TASK OBJECTIVE
Pull out every line below that contains the word "Caption".

DATA RECORDS
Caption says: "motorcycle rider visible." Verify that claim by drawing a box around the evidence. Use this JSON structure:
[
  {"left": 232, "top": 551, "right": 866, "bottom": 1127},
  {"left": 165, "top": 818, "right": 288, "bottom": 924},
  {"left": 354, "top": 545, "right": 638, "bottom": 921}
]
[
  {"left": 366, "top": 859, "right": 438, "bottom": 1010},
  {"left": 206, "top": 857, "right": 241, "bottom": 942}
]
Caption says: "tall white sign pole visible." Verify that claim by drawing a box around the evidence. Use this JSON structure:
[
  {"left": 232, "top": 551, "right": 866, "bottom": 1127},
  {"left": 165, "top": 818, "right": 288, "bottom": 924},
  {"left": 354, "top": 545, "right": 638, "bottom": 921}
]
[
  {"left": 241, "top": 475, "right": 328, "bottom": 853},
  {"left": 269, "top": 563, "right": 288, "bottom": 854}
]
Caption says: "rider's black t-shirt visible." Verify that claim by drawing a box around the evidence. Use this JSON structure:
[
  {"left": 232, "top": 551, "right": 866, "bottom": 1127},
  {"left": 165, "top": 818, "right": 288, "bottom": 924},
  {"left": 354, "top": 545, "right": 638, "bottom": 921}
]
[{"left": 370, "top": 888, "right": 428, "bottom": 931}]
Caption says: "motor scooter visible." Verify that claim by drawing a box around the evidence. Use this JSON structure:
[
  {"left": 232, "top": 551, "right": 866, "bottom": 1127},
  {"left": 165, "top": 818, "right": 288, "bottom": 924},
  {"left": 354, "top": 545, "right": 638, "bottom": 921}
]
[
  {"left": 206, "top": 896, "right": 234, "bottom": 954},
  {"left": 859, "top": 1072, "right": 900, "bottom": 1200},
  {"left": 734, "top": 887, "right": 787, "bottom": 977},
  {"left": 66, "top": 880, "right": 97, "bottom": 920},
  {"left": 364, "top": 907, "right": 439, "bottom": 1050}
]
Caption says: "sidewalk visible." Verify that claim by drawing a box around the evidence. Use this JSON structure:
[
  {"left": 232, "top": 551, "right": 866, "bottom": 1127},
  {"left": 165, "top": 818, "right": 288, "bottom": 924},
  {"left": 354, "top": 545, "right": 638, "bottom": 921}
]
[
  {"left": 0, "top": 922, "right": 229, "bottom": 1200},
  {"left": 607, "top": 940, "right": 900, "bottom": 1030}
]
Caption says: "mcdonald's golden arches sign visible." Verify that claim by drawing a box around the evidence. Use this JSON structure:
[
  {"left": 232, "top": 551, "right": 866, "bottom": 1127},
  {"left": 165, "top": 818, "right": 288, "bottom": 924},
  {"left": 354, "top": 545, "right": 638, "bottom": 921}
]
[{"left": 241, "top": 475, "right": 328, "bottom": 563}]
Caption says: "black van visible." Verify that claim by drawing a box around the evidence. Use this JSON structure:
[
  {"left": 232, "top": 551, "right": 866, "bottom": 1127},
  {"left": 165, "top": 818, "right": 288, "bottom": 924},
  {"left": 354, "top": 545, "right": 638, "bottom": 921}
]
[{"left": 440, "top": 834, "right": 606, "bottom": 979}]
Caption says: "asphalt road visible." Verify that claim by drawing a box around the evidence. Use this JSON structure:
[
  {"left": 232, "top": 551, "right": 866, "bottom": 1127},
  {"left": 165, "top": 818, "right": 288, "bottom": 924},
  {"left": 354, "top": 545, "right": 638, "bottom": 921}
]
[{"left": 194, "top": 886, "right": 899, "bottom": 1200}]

IN RESPONSE
Caption says: "motorcycle rider visible." Verify that claim by drawing a box around the evidence. Use this JSON structure:
Caption says: "tall white sign pole visible." Verify that claim by drawing a box around the evidence. Use this JSON structure:
Caption says: "rider's black t-shirt visible." Verify that claim by drawing a box around the evidence. Use this JSON structure:
Caption says: "motor scooter visible." Verify that claim by drawing a box around the evidence. Use this JSON structure:
Caption says: "sidewalk visible." Verify that claim by drawing a box around the evidence. Use this JSON structure:
Caption says: "mcdonald's golden arches sign visible." Verify that claim by drawing a box around the evidence. Use this JSON structure:
Caption says: "black van visible." Verify that claim by drawing a box around the evidence. Use this JSON structure:
Caption says: "asphalt road visible." Verify that claim by drawing a box around the evidence. Use this JSON structure:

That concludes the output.